• What you should do:
Restate the entries below verbatim.

• Data records:
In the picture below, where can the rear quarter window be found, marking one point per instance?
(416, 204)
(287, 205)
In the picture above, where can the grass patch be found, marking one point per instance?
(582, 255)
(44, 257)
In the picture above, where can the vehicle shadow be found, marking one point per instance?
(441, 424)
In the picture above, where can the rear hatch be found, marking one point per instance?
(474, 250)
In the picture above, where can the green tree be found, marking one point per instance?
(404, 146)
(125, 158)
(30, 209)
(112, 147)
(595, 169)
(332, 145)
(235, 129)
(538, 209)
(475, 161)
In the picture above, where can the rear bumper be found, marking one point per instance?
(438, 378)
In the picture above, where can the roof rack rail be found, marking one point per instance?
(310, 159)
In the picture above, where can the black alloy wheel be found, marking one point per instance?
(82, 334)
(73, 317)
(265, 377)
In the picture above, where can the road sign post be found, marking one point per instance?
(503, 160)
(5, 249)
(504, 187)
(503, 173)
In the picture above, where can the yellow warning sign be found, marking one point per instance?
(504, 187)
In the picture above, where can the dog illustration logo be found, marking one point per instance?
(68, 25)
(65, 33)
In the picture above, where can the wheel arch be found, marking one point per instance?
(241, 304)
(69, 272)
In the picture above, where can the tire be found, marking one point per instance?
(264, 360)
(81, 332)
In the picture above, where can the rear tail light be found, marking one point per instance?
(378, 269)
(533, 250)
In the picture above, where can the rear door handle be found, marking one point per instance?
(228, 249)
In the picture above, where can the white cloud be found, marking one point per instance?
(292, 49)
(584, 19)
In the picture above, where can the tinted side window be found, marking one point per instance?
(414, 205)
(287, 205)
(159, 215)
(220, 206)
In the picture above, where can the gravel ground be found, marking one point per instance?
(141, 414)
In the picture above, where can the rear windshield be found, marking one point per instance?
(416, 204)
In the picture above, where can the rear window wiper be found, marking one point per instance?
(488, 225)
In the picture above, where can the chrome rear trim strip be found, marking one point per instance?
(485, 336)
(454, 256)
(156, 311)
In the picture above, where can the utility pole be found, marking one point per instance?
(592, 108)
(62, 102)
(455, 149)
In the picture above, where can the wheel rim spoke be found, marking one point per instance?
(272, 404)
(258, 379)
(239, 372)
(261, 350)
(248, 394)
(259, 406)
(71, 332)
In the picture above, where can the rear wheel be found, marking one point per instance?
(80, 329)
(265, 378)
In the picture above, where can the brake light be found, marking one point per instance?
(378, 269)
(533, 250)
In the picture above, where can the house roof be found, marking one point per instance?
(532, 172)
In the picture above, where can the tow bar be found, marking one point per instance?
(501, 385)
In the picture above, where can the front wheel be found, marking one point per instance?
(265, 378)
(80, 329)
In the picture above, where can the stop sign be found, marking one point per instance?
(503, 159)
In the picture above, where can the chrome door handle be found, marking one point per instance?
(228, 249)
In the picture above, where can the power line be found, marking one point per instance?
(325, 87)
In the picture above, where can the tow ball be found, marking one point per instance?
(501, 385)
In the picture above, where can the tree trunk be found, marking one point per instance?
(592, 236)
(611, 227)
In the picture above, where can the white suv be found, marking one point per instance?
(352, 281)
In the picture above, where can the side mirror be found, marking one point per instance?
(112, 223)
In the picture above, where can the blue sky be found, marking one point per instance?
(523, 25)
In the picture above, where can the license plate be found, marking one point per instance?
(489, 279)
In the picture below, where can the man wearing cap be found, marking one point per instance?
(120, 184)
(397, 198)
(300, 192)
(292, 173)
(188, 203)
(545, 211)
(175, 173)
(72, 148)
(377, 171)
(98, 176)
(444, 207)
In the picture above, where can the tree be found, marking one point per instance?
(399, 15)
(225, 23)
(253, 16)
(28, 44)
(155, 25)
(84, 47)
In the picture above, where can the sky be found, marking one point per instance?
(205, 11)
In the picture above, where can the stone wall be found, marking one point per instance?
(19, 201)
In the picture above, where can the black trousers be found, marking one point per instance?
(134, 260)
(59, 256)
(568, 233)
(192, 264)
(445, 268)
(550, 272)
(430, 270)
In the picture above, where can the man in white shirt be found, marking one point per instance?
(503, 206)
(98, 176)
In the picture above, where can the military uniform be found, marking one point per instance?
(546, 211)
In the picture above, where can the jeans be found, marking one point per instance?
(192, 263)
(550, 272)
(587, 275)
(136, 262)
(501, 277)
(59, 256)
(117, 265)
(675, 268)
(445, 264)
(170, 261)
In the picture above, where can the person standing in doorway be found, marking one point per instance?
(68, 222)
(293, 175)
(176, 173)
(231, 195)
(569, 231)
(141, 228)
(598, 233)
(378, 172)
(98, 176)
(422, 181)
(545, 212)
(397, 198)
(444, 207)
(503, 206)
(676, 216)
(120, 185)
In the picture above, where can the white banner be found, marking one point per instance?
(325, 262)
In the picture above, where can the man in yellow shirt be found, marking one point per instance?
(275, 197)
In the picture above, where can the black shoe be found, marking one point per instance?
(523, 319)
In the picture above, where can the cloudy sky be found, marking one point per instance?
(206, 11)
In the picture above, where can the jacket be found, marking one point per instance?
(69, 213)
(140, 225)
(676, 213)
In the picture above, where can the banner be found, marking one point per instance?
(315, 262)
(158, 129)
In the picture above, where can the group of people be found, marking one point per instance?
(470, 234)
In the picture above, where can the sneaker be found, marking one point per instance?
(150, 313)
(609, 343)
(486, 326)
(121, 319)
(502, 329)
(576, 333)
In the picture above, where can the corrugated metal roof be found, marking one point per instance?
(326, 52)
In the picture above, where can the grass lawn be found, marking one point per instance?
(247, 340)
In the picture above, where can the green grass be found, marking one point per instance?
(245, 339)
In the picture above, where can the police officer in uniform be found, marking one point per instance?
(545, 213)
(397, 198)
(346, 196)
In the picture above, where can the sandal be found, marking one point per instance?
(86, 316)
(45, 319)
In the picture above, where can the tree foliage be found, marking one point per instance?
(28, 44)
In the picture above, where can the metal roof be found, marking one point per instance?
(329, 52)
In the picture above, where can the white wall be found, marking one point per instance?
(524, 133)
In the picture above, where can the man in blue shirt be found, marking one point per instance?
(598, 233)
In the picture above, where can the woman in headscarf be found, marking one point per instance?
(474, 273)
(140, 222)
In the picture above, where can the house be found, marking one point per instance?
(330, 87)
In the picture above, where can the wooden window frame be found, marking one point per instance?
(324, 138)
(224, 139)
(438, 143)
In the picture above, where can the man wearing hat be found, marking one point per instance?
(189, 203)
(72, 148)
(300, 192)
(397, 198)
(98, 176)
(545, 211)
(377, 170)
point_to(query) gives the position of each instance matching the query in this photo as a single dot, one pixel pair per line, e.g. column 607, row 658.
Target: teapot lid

• Task solution:
In the picture below, where can the rear quarter window be found, marking one point per instance?
(416, 204)
(287, 205)
In the picture above, where can the grass patch be found, marking one point per instance?
(582, 255)
(44, 257)
In the picture above, where can the vehicle shadow be found, marking one point per instance?
(441, 424)
In the picture above, where can the rear hatch be found, marking one point per instance?
(474, 250)
In the picture above, where can the green tree be found, marking one point per instance?
(404, 146)
(125, 158)
(30, 209)
(112, 147)
(595, 169)
(332, 145)
(235, 129)
(538, 209)
(475, 161)
In the picture above, where can the rear bumper be found, marking one point per instance?
(438, 378)
In the picture above, where can the roof rack rail be found, marking one point per instance?
(310, 159)
In the picture above, where can the black alloy wheel be found, marking one point per instance?
(82, 334)
(73, 317)
(265, 377)
In the picture above, where can the road sign post be found, marking one point per instance?
(503, 160)
(5, 249)
(504, 187)
(503, 173)
In the picture above, where can the yellow warning sign be found, marking one point per instance?
(504, 187)
In the picture above, where can the dog illustration logo be found, marking one point per instance?
(68, 25)
(65, 33)
In the picture above, where can the wheel arch be found, marking one point per instance?
(241, 304)
(69, 272)
In the picture above, where can the tire be found, marking one point per instance?
(264, 360)
(81, 332)
In the picture above, where can the rear tail light be found, marking one point per instance?
(378, 269)
(533, 250)
In the picture above, where can the rear door handle be found, marking one point per instance?
(228, 249)
In the picture above, where can the white cloud be found, marking one point per instance?
(292, 49)
(584, 19)
In the picture above, where can the tinted side window be found, marking one point per instance?
(414, 205)
(287, 205)
(159, 215)
(220, 206)
In the picture above, where can the gravel ground be found, marking one point per instance?
(141, 414)
In the picture above, where can the rear windshield be found, marking one point per instance?
(416, 204)
In the picture above, where can the rear window wiper be found, marking one point per instance?
(488, 225)
In the picture above, where can the chrome rear trim strip be found, marking one point per instance?
(485, 336)
(454, 256)
(156, 311)
In the picture above, where can the utility pole be found, marking one point per instance?
(592, 108)
(62, 102)
(455, 149)
In the picture above, where can the wheel rim spoke be found, marking one point per instance?
(272, 404)
(258, 379)
(239, 372)
(261, 350)
(248, 394)
(259, 406)
(71, 332)
In the picture above, where can the rear wheel be found, marking one point per instance?
(80, 329)
(265, 378)
In the picture above, where can the brake light be found, marking one point per instance?
(378, 269)
(533, 250)
In the picture above, where can the house roof be found, marking one point per instance?
(532, 172)
In the picture above, where can the tow bar be found, marking one point per instance?
(501, 385)
In the picture above, where can the front wheel be found, marking one point per instance?
(265, 378)
(80, 329)
In the picture above, where can the stop sign be found, marking one point per instance?
(503, 159)
In the picture above, where can the chrome door handle be found, marking one point per instance?
(228, 249)
In the picture above, where can the power line be found, marking one point per instance?
(325, 87)
In the picture above, where can the tow ball be found, marking one point per instance?
(501, 385)
In the picture above, where can the tree trunk be found, marking one point per instance?
(592, 236)
(611, 227)
In the picture above, where can the white suv be found, marking one point per instance?
(352, 281)
In the picture above, where can the side mirror be found, marking one point per instance?
(112, 223)
In the picture above, where can the blue sky be found, marking one point per instance?
(523, 25)
In the picture above, where can the license plate be found, marking one point per instance?
(489, 279)
In the picture below, where can the man wearing cap be found, marking one point per instance?
(120, 184)
(397, 198)
(300, 192)
(292, 173)
(188, 203)
(545, 211)
(175, 173)
(72, 148)
(377, 171)
(98, 176)
(444, 207)
In the picture above, where can the tree be found, marking one point per instance?
(399, 15)
(225, 23)
(253, 16)
(28, 44)
(155, 25)
(84, 47)
In the picture above, where can the sky be found, marking one point per instance?
(205, 11)
In the picture above, where can the stone wall be found, marking one point per instance?
(19, 201)
In the picture above, where can the black trousers be found, marking one point per instance?
(134, 260)
(59, 256)
(568, 233)
(192, 264)
(445, 268)
(550, 272)
(430, 270)
In the picture above, where can the man in white shirt be found, marking one point per instance?
(503, 206)
(98, 176)
In the picture above, where can the military uniform be found, marking one point per instance?
(546, 211)
In the picture above, where can the jeans be found, marking one point per instance?
(192, 263)
(550, 272)
(587, 275)
(136, 262)
(501, 277)
(59, 256)
(117, 265)
(675, 268)
(445, 264)
(170, 261)
In the picture above, where can the person standing in doorway be found, marking one point per instance?
(68, 222)
(293, 175)
(176, 173)
(231, 195)
(569, 231)
(141, 228)
(598, 233)
(378, 172)
(98, 176)
(422, 181)
(545, 212)
(397, 198)
(444, 207)
(503, 206)
(676, 216)
(120, 185)
In the picture above, where can the white banner be found, marking one point per instance?
(325, 262)
In the picture above, where can the man in yellow shirt be found, marking one point per instance?
(275, 197)
In the picture above, where can the black shoe be found, marking one point per instance?
(523, 319)
In the picture above, where can the cloudy sky be found, marking one point per instance?
(206, 11)
In the picture above, where can the jacket be found, marking one point per instance?
(69, 213)
(140, 225)
(676, 213)
In the picture above, where can the banner be found, marking one point per instance?
(315, 262)
(158, 129)
In the picture above, where can the group of people be found, marking one point per instance?
(470, 234)
In the picture above, where can the sneaker be found, marking one point per instance?
(150, 313)
(609, 343)
(486, 326)
(121, 319)
(502, 329)
(576, 333)
In the picture above, where can the corrugated metal roof be found, marking one point per instance?
(326, 52)
In the picture above, where can the grass lawn be found, marking one point per instance?
(247, 340)
In the picture above, where can the green grass be found, marking one point per instance?
(245, 339)
In the picture above, where can the police officer in uniform be found, marking one point per instance?
(545, 213)
(397, 198)
(346, 196)
In the picture above, where can the sandal be found, marking one point per instance?
(86, 316)
(45, 319)
In the picture above, where can the tree foliage be found, marking one point per instance?
(28, 44)
In the picture above, where can the metal roof be found, marking one point per instance?
(329, 52)
In the picture above, where can the white wall be found, marking one point per instance?
(524, 133)
In the picture above, where can the man in blue shirt be found, marking one point per instance?
(598, 233)
In the picture above, where can the woman in headscarf be found, marking one point per instance?
(474, 273)
(140, 222)
In the picture above, where can the house be found, marking one point per instance?
(330, 87)
In the picture above, where can the wooden window frame be found, marking one point per instance?
(324, 138)
(224, 139)
(438, 143)
In the picture above, where can the man wearing hat be found, marking one point per instance?
(189, 203)
(72, 148)
(300, 192)
(397, 198)
(98, 176)
(545, 211)
(377, 170)
point_to(query) gives the position of each instance matching the query in this photo as a single dot, one pixel pair per line, e.g. column 607, row 658.
Target: teapot lid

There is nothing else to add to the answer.